**What you will do:** Reproduce verbatim the part of the data below that opens with the line containing "of the handwriting" and closes with the line containing "[(742, 772)]", both lines included.

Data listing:

begin

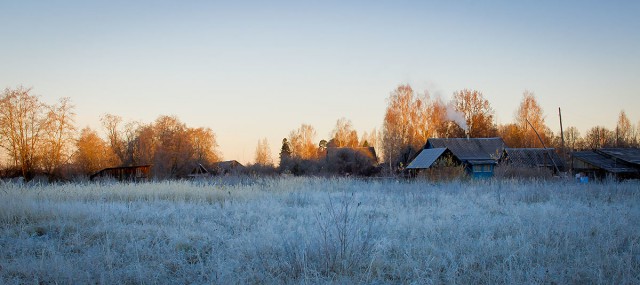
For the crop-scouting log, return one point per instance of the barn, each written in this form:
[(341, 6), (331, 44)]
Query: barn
[(479, 156), (535, 158), (124, 173), (621, 163)]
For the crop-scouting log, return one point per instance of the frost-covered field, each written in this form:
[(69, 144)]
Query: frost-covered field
[(314, 230)]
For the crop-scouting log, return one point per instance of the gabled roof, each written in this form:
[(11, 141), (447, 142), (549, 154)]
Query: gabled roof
[(602, 161), (227, 165), (369, 152), (426, 158), (534, 157), (470, 149), (630, 155)]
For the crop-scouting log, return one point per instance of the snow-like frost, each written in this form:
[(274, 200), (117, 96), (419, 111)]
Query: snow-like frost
[(313, 230)]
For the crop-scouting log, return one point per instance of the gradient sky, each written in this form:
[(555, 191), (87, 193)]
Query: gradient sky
[(250, 70)]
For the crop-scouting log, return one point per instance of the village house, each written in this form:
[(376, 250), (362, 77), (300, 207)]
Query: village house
[(620, 163), (479, 156)]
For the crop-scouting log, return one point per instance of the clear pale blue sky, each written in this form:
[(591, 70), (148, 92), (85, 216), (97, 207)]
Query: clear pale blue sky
[(250, 70)]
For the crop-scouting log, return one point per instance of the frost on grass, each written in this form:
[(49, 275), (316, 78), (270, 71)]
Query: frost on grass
[(311, 230)]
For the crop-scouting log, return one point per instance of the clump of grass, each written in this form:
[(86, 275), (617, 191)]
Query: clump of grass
[(319, 230)]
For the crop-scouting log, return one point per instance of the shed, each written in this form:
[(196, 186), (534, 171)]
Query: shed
[(478, 155), (621, 163), (125, 173), (227, 167), (199, 171), (369, 152), (426, 158), (534, 158)]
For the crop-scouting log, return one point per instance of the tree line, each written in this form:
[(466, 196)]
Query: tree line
[(42, 138), (38, 138)]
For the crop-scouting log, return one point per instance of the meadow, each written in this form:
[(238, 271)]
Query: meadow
[(319, 230)]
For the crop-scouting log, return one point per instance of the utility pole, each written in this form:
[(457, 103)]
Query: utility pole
[(561, 133)]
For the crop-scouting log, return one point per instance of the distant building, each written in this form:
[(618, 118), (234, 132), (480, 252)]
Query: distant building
[(333, 153), (536, 158), (479, 156), (124, 173), (227, 167), (621, 163), (198, 172)]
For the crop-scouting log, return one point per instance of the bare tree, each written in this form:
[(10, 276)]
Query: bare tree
[(405, 126), (599, 137), (112, 125), (204, 144), (343, 135), (477, 111), (624, 131), (572, 138), (302, 143), (60, 136), (93, 153), (530, 114), (263, 153), (23, 123)]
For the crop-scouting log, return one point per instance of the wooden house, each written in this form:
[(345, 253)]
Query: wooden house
[(124, 173), (621, 163), (479, 156), (536, 158)]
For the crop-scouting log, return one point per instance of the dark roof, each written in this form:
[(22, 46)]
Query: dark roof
[(199, 170), (228, 165), (426, 158), (369, 151), (630, 155), (470, 149), (533, 157), (602, 161)]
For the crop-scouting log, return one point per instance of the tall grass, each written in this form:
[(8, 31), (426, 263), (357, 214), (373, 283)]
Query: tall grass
[(313, 230)]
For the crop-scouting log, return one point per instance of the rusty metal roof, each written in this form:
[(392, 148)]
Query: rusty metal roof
[(630, 155), (603, 161), (534, 157), (470, 149), (426, 158)]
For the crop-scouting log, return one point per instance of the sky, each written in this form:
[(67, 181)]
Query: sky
[(253, 70)]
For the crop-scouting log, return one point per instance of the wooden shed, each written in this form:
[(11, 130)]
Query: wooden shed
[(124, 173)]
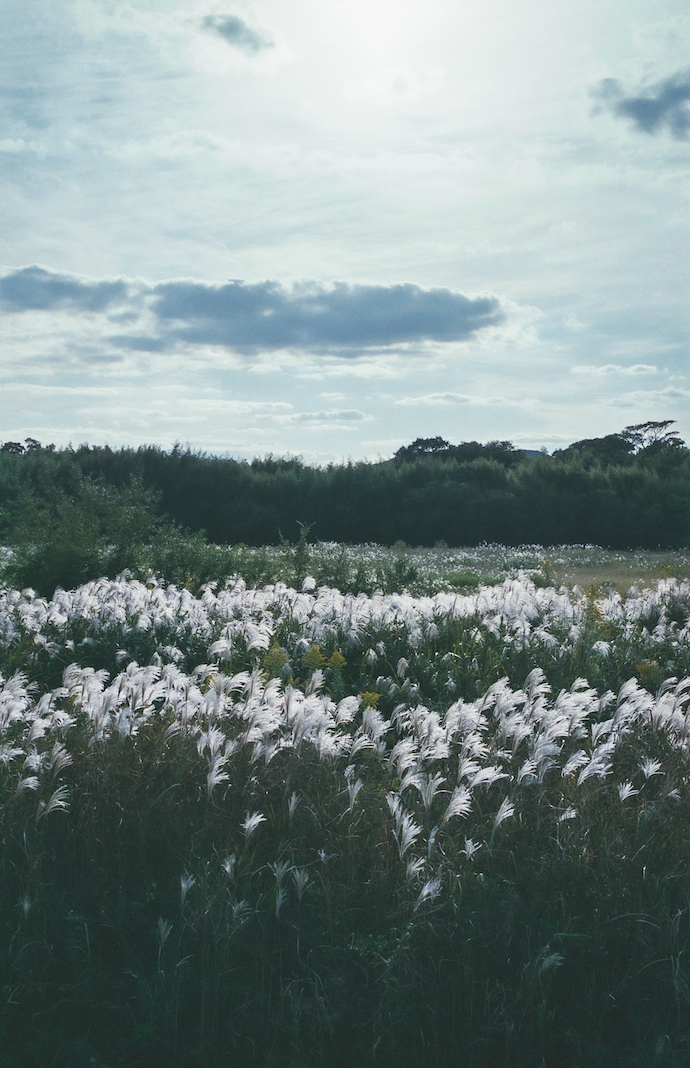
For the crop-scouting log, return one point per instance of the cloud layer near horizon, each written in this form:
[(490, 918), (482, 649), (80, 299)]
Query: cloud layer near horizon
[(261, 316)]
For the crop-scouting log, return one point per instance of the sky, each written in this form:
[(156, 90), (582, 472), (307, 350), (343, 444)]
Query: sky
[(328, 228)]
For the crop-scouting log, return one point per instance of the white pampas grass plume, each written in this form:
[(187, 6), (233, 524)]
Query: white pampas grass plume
[(429, 891), (186, 882), (626, 790), (459, 804), (58, 802), (302, 882), (250, 822), (649, 767), (506, 810)]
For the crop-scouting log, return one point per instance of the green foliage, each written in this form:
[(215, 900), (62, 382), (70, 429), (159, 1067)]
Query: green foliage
[(65, 536), (625, 490)]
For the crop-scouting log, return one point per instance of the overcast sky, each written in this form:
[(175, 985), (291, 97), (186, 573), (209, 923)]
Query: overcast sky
[(330, 226)]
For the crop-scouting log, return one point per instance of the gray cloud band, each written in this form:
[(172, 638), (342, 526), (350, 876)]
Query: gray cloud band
[(662, 106), (263, 316), (235, 32)]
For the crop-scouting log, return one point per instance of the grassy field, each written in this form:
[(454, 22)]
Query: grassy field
[(440, 822)]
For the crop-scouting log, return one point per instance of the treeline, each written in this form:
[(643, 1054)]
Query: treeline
[(625, 490)]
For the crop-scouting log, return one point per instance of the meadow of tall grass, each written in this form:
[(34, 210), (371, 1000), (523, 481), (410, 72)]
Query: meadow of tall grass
[(293, 825)]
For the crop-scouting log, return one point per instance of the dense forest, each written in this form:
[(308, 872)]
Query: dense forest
[(624, 490)]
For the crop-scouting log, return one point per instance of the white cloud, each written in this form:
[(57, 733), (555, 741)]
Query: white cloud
[(614, 368)]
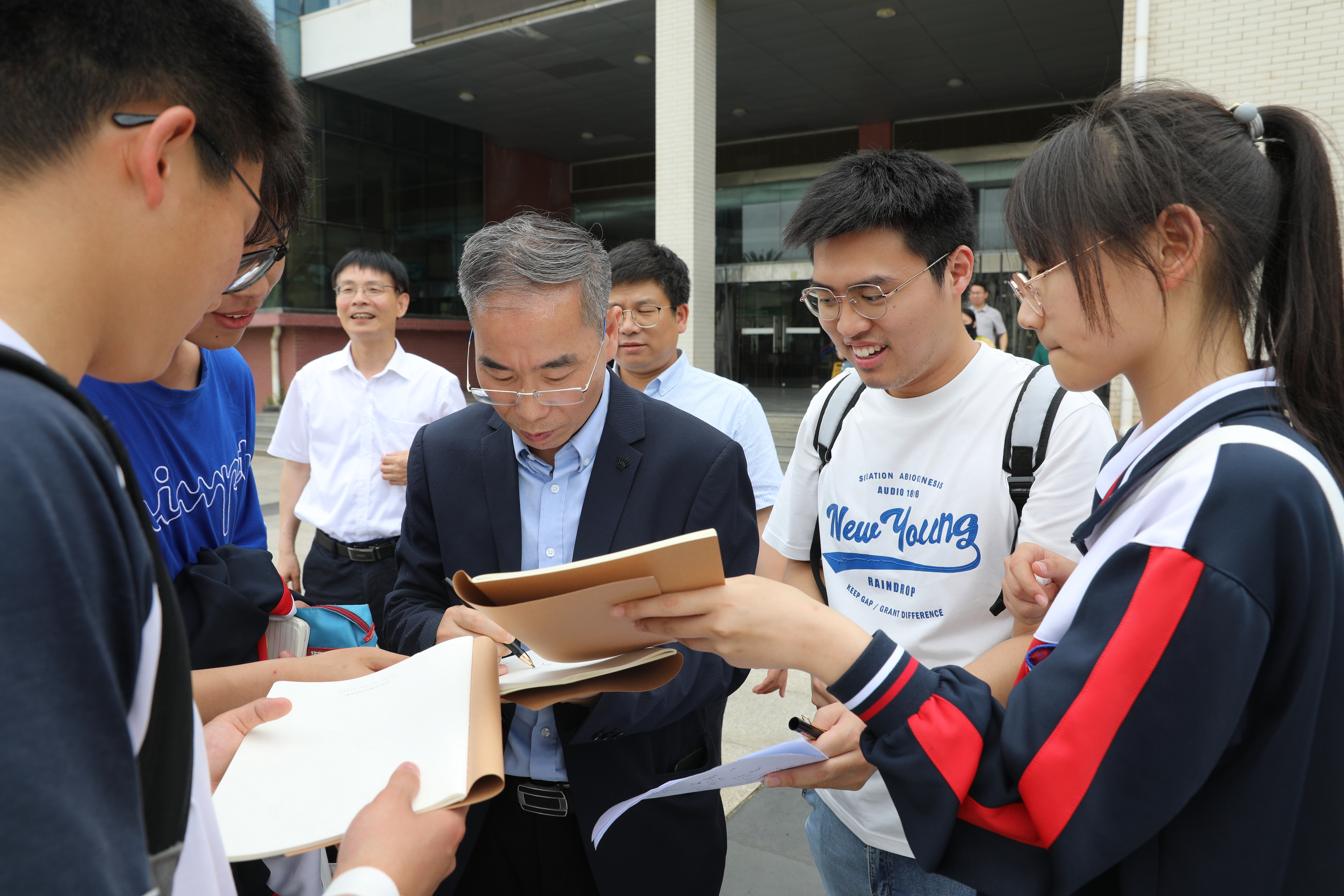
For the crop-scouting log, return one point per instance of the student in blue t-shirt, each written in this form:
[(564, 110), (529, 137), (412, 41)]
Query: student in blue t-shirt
[(191, 432)]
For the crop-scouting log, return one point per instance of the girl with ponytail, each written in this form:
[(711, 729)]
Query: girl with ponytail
[(1178, 722)]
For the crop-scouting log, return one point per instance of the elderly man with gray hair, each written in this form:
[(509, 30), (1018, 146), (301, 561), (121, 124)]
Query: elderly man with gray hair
[(561, 461)]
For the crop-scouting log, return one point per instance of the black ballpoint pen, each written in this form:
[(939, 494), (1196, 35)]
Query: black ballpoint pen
[(806, 727), (516, 649)]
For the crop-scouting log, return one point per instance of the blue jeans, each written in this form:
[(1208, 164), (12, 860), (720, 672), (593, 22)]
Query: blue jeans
[(850, 867)]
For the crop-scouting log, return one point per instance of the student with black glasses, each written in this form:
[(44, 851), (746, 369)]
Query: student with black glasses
[(123, 225), (1176, 722)]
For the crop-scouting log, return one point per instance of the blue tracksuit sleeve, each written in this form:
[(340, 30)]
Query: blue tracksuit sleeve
[(1097, 750)]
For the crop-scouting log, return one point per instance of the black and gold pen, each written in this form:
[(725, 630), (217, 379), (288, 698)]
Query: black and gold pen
[(804, 726), (516, 649)]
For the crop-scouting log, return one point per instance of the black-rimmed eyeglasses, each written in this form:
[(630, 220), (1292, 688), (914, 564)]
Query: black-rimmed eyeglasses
[(867, 299), (252, 266)]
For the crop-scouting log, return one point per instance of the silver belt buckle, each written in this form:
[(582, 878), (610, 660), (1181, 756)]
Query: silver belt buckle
[(362, 555), (544, 800)]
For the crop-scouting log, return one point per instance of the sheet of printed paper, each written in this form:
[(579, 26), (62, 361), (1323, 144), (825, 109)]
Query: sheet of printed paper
[(552, 674), (744, 772), (299, 781)]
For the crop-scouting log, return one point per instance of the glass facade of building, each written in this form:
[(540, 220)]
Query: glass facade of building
[(388, 179), (765, 336)]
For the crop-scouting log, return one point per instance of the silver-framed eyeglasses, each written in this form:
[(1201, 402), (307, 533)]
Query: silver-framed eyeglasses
[(545, 397), (373, 291), (867, 299), (252, 266), (1025, 288), (643, 316)]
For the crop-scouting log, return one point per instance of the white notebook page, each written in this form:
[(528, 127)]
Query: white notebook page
[(300, 781)]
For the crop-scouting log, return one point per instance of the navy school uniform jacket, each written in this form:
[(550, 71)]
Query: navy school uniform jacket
[(679, 476), (1179, 730), (77, 590)]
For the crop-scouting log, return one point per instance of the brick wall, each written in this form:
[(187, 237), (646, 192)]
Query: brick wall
[(1262, 52)]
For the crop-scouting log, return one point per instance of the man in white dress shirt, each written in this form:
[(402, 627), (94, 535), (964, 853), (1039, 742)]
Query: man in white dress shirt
[(344, 433), (652, 287)]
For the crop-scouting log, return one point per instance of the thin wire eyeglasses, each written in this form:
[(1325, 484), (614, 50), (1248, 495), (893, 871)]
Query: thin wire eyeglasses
[(870, 301), (504, 398), (252, 266), (643, 316), (1025, 288), (373, 291)]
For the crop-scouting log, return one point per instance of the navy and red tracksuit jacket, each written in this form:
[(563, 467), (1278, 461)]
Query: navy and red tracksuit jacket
[(1182, 728)]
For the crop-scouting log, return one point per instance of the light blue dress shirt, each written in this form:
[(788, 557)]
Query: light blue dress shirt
[(732, 409), (552, 502)]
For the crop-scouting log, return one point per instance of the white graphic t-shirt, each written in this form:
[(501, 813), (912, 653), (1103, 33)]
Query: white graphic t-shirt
[(916, 522)]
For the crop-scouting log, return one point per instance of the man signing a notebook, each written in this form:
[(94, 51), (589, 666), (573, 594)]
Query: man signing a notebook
[(561, 461)]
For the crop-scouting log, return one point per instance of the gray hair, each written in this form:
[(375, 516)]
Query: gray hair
[(526, 254)]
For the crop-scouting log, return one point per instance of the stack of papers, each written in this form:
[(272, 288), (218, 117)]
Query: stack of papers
[(744, 772)]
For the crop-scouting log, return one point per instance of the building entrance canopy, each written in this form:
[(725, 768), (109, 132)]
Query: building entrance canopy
[(540, 81)]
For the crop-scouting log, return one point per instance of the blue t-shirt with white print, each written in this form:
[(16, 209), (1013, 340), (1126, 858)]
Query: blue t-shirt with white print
[(193, 453)]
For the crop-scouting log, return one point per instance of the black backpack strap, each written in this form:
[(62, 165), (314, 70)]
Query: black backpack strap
[(836, 408), (1027, 440), (164, 762)]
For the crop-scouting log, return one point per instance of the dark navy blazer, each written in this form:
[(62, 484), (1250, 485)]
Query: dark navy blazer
[(680, 475)]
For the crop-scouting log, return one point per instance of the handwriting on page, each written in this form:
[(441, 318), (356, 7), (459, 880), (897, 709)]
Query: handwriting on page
[(742, 772)]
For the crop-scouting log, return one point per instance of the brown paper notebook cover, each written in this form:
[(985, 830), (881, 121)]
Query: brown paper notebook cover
[(564, 613), (265, 808), (647, 676)]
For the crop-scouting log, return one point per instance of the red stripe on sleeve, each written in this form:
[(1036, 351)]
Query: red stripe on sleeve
[(1025, 670), (1062, 770), (951, 742), (1011, 821), (892, 692)]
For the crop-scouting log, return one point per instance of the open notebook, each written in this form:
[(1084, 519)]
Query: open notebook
[(552, 683), (564, 613), (298, 782)]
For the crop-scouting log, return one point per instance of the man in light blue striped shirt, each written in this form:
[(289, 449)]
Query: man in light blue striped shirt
[(652, 287)]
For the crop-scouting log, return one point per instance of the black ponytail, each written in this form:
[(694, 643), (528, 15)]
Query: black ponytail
[(1300, 316), (1272, 218)]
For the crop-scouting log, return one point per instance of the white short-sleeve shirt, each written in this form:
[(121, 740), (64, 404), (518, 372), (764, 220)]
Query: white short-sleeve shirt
[(732, 409), (343, 425), (916, 522)]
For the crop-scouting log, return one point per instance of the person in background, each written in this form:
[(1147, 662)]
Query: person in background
[(344, 432), (652, 289), (968, 320), (990, 323), (1184, 684)]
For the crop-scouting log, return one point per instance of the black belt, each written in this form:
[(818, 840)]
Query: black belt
[(544, 797), (361, 552)]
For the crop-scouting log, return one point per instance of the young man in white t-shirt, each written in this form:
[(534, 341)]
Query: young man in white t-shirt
[(914, 510)]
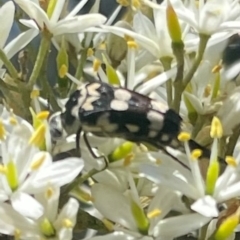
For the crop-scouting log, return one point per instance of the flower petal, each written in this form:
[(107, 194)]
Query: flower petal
[(106, 199), (26, 205), (78, 24), (6, 20)]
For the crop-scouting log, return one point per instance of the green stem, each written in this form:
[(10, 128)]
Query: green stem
[(201, 49), (233, 141), (12, 70), (166, 62), (203, 232), (42, 54), (80, 180), (178, 50), (198, 126), (81, 63)]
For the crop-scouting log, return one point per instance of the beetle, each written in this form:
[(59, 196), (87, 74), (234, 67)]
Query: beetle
[(108, 111)]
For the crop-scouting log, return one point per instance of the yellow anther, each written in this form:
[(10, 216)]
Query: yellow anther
[(43, 115), (108, 224), (158, 161), (136, 4), (216, 128), (38, 163), (123, 3), (154, 213), (231, 161), (128, 159), (67, 223), (184, 136), (38, 136), (2, 130), (49, 193), (216, 68), (207, 90), (35, 93), (226, 229), (128, 38), (62, 71), (17, 234), (13, 120), (132, 44), (102, 46), (96, 64), (196, 153), (90, 52), (3, 169)]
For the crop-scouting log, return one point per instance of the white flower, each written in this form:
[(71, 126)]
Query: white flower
[(70, 24), (209, 193), (25, 170), (154, 224), (51, 225), (6, 18)]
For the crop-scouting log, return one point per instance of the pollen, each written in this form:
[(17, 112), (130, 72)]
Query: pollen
[(216, 128), (43, 115), (13, 121), (136, 4), (38, 136), (90, 52), (158, 161), (128, 38), (3, 169), (17, 234), (196, 154), (62, 71), (35, 93), (2, 130), (38, 163), (207, 90), (123, 3), (67, 223), (154, 213), (216, 68), (231, 161), (49, 193), (128, 159), (96, 64), (184, 137), (108, 224), (132, 44)]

end

**Task output:**
For the crop-scouting log, return one point per instance of the handwriting on page, each written in this form:
[(441, 318), (356, 7), (459, 880), (897, 709)]
Query: handwriting on page
[(742, 772)]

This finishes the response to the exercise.